[TASK INSTRUCTIONS] Write out, precisely and in full, each line of the material.
((
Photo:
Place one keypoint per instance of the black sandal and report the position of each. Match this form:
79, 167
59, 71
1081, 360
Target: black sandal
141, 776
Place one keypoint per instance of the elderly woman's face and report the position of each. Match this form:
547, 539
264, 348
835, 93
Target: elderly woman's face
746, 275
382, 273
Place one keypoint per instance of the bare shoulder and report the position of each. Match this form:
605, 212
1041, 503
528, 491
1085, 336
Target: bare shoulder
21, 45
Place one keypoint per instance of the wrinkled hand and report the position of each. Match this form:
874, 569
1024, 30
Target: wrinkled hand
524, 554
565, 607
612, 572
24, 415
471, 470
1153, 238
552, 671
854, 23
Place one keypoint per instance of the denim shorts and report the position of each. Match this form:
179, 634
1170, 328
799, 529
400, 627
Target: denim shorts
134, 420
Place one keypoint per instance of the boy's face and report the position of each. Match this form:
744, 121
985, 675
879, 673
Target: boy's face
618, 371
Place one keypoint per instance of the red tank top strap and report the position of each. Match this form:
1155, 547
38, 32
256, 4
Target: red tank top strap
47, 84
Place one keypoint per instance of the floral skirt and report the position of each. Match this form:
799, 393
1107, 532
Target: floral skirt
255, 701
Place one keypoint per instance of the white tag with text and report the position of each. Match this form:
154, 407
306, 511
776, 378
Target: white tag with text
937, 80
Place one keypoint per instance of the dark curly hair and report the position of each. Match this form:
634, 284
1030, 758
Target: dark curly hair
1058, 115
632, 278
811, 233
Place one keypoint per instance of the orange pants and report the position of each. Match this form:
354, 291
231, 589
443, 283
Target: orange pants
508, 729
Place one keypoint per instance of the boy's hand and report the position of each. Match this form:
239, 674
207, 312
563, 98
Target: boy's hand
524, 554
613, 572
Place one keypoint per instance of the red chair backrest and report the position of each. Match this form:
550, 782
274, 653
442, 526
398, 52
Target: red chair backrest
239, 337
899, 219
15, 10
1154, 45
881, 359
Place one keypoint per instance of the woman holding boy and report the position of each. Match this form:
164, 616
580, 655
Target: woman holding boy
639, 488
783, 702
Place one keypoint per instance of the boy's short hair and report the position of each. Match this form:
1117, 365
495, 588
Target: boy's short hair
))
[EXPECTED ANSWER]
Photo:
Place one keypoint per instance of the black sandal and report the position of each. Match this form:
79, 167
59, 71
1081, 360
Target: black sandal
141, 776
Place one keypoint per instance of the elderly woman's face and report the position of each. Match this form:
547, 539
264, 348
835, 93
Target: elderly woman's face
746, 275
382, 273
Place one keypoint per instance of the bare shoulder and report the position of each. Match this form:
605, 212
1041, 503
528, 491
1085, 336
Target: bare shoulder
21, 45
Place one keypoint per instance of the wrinkled hand and report the position of each. Match this form:
874, 569
1024, 30
Target: wrinkled hand
524, 554
565, 607
612, 572
24, 415
471, 470
1153, 238
552, 671
854, 23
Place one keypoint per instance of the denim shorts and report the position of each. Match this form:
179, 634
1170, 328
799, 529
400, 627
Target: denim shorts
134, 420
Place one keypoint per instance of the boy's face and report the position of each. Match this form:
744, 121
985, 675
879, 673
Target: boy's face
618, 371
Place one keypoint per instance of the red tank top strap and report the position of each. Match this form:
1155, 547
38, 32
256, 4
Target: red tank top strap
47, 84
Place one keypoint per instance of the floral skirt and report the position of each. Match this form:
799, 393
1107, 532
Target: floral skirt
255, 701
Place one keypoint per instance of the white tag with text and report the position of each. Match this form:
154, 407
306, 511
776, 378
Target: white tag with text
937, 80
Place one keypoint per instance of the dark curly hair and report the position of each. Match this form:
634, 284
1030, 758
Target: dark curly hair
1058, 115
632, 278
811, 233
Place one keypoint per instance of the orange pants and report the position of each. Match this form:
354, 291
231, 589
443, 283
Target: orange pants
508, 729
Place one keypoint per instance of the boy's hand and report the position of each. Match this form:
239, 674
207, 312
563, 98
Target: boy's hand
524, 554
613, 572
Place one keypoint per instance of the red chair backrest and report the position of each. Match this form:
550, 782
274, 653
442, 526
398, 52
Target: red chair backrest
239, 337
899, 219
15, 10
1154, 45
881, 359
Place one keypoint per instance of the woman holding boy and report the position of each. Match this form:
164, 616
580, 655
Target: woman holding boy
639, 488
783, 702
Place one keypoint per instance of the boy's short hair and report the position of each. Match this form:
1117, 365
495, 588
Target: boy's short hair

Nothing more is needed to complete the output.